◆ **Task directions**
Only the lines from the one containing "outline --target=red flag" through the one containing "outline --target=utility pole" should be printed, exactly as they appear below, with both ends included.

◆ **Task material**
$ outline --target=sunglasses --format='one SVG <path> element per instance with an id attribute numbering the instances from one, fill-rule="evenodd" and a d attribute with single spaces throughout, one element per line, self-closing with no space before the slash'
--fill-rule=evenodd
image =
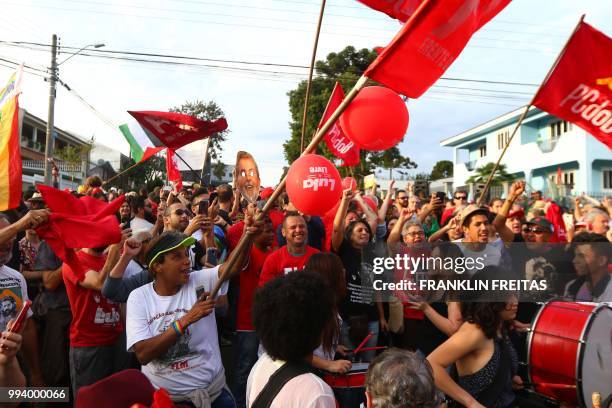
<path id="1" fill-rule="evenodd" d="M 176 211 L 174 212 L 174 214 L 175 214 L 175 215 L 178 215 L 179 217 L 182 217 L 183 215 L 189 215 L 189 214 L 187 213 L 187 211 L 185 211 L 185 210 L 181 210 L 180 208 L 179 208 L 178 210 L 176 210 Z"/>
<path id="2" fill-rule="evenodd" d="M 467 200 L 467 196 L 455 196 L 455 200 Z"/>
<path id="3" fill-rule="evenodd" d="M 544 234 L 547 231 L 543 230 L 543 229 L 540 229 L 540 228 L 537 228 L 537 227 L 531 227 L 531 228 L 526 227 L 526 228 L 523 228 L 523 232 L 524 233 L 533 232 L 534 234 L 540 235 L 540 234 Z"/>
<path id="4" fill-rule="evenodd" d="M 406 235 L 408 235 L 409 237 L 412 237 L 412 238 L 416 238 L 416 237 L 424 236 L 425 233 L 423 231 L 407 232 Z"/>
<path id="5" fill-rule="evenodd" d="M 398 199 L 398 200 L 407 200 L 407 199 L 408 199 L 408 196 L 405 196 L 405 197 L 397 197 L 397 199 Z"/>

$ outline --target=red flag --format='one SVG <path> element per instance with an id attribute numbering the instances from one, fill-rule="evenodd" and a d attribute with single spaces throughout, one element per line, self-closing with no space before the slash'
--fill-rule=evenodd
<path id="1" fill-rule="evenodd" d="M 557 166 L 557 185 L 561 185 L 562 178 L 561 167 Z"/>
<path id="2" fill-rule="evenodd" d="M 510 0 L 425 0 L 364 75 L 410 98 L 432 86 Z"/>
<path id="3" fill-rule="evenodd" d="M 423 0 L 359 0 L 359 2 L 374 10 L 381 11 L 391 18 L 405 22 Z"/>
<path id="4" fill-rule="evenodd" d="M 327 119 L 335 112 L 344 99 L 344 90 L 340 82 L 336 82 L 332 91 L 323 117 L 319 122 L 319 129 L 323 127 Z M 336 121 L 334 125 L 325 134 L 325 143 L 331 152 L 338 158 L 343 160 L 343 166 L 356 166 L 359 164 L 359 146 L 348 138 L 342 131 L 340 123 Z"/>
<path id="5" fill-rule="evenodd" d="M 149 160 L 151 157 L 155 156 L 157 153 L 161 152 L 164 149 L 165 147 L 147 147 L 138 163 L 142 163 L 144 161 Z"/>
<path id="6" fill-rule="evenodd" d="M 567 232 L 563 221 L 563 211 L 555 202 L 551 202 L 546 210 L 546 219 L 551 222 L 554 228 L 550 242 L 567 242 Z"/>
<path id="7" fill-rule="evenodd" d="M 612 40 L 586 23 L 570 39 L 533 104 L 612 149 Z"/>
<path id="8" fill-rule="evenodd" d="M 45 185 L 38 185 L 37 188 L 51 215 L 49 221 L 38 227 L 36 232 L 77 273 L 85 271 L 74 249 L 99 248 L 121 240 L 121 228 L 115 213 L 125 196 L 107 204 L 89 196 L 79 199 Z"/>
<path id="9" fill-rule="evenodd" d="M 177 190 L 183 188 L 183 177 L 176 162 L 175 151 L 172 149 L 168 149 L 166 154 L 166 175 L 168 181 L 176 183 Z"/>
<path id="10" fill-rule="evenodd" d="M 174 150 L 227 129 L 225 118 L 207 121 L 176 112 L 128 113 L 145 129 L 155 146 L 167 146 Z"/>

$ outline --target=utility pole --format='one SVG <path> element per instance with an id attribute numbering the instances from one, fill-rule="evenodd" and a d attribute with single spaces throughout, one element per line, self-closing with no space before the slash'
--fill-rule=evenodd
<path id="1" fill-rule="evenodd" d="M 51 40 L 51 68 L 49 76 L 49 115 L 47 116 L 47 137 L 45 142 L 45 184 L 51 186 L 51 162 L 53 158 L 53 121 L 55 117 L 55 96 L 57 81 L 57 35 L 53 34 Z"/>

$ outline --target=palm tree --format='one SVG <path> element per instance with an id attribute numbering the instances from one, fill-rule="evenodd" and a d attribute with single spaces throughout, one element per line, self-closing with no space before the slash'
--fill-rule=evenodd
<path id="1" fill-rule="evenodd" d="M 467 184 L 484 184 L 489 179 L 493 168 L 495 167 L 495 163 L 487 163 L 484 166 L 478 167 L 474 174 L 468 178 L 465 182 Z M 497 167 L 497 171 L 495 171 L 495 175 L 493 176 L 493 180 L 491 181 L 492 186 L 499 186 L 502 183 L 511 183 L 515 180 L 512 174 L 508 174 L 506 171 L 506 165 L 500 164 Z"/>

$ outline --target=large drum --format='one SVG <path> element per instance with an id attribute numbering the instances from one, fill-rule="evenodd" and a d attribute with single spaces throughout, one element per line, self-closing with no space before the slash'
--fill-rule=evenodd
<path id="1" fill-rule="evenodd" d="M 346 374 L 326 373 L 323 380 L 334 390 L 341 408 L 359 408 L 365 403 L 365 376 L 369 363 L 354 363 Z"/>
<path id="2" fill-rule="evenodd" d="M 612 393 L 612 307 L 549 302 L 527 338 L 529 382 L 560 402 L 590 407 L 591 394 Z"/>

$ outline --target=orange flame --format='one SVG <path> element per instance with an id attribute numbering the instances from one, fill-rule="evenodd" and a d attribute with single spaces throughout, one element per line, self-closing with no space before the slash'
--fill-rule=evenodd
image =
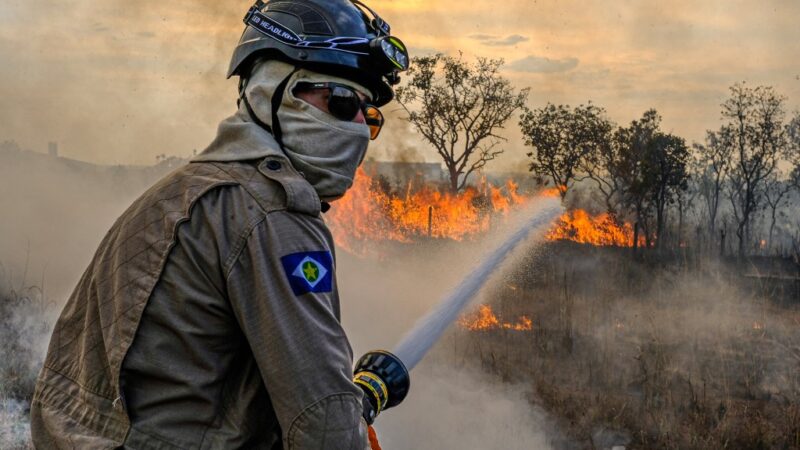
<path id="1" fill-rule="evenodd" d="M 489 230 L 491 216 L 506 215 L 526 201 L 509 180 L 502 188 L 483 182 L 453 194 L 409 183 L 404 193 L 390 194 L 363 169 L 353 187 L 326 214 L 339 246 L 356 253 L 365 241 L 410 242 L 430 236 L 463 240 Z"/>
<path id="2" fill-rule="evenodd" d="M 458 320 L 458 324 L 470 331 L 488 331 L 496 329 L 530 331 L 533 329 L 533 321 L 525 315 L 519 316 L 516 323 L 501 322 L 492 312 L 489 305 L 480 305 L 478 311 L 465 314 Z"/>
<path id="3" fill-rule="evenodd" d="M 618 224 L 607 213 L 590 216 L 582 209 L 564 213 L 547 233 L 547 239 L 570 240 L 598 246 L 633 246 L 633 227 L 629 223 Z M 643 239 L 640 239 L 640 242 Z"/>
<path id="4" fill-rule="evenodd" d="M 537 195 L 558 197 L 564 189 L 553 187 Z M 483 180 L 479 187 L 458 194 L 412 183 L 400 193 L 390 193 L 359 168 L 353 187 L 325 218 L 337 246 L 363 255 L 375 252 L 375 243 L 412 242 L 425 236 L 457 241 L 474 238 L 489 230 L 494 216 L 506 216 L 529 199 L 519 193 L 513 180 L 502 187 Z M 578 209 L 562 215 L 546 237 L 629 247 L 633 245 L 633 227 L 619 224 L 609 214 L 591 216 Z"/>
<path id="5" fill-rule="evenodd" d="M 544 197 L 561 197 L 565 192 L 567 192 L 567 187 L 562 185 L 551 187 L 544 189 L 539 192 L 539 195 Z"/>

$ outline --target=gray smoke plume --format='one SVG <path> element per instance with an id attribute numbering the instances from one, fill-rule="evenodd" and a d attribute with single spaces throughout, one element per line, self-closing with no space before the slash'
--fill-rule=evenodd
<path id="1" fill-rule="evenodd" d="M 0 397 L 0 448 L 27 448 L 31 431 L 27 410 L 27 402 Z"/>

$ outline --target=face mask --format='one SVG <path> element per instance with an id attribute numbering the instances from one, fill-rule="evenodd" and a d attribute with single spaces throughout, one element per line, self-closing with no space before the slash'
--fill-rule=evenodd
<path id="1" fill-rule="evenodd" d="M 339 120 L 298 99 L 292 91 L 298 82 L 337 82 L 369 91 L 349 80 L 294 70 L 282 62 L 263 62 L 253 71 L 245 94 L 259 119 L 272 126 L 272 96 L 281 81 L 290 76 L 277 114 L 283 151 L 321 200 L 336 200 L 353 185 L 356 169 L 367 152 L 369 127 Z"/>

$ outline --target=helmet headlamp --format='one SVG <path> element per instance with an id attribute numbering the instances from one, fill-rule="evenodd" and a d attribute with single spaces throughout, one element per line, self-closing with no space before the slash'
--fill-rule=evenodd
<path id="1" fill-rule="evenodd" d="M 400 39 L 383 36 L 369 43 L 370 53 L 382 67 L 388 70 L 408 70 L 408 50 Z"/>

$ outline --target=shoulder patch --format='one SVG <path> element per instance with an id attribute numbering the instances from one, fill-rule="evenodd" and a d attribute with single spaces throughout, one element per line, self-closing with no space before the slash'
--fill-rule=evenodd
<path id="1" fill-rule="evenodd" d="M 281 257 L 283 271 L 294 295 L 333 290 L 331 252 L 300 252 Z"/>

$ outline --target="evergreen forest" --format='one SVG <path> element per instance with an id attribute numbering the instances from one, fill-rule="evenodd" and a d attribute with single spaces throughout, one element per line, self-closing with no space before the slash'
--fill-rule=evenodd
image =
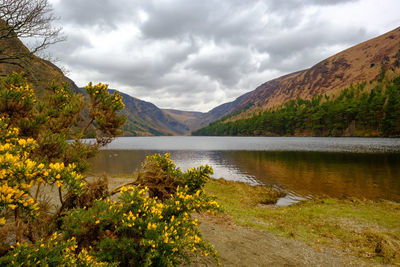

◆ **Result for this task**
$ outline --target=red flag --format='one SVG <path> element per instance with an id attribute numbering the instances from one, fill-rule="evenodd" and a d attribute with single spaces throughout, one element per line, self-closing with no space before the slash'
--fill-rule=evenodd
<path id="1" fill-rule="evenodd" d="M 557 166 L 557 185 L 561 185 L 562 178 L 561 167 Z"/>
<path id="2" fill-rule="evenodd" d="M 510 0 L 425 0 L 364 75 L 410 98 L 432 86 Z"/>
<path id="3" fill-rule="evenodd" d="M 423 0 L 359 0 L 359 2 L 374 10 L 381 11 L 391 18 L 405 22 Z"/>
<path id="4" fill-rule="evenodd" d="M 327 119 L 335 112 L 344 99 L 344 90 L 340 82 L 336 82 L 332 91 L 323 117 L 319 122 L 319 129 L 323 127 Z M 336 121 L 334 125 L 325 134 L 325 143 L 331 152 L 338 158 L 343 160 L 343 166 L 356 166 L 359 164 L 359 146 L 348 138 L 342 131 L 340 123 Z"/>
<path id="5" fill-rule="evenodd" d="M 149 160 L 151 157 L 155 156 L 157 153 L 161 152 L 164 149 L 165 147 L 147 147 L 138 163 L 142 163 L 144 161 Z"/>
<path id="6" fill-rule="evenodd" d="M 567 232 L 563 221 L 563 211 L 555 202 L 551 202 L 546 210 L 546 219 L 551 222 L 554 228 L 550 242 L 567 242 Z"/>
<path id="7" fill-rule="evenodd" d="M 612 40 L 586 23 L 570 39 L 533 104 L 612 149 Z"/>
<path id="8" fill-rule="evenodd" d="M 45 185 L 38 185 L 37 188 L 51 215 L 49 221 L 38 227 L 36 232 L 77 273 L 85 271 L 74 249 L 99 248 L 121 240 L 121 228 L 115 213 L 125 196 L 107 204 L 89 196 L 79 199 Z"/>
<path id="9" fill-rule="evenodd" d="M 177 190 L 183 188 L 183 177 L 176 162 L 175 151 L 172 149 L 168 149 L 166 154 L 166 175 L 168 181 L 176 183 Z"/>
<path id="10" fill-rule="evenodd" d="M 174 150 L 227 129 L 225 118 L 207 121 L 176 112 L 128 113 L 145 129 L 155 146 L 167 146 Z"/>

$ outline --target=utility pole --format='one SVG <path> element per instance with an id attribute numbering the instances from one, fill-rule="evenodd" and a d attribute with single spaces throughout, one element per line, self-closing with no space before the slash'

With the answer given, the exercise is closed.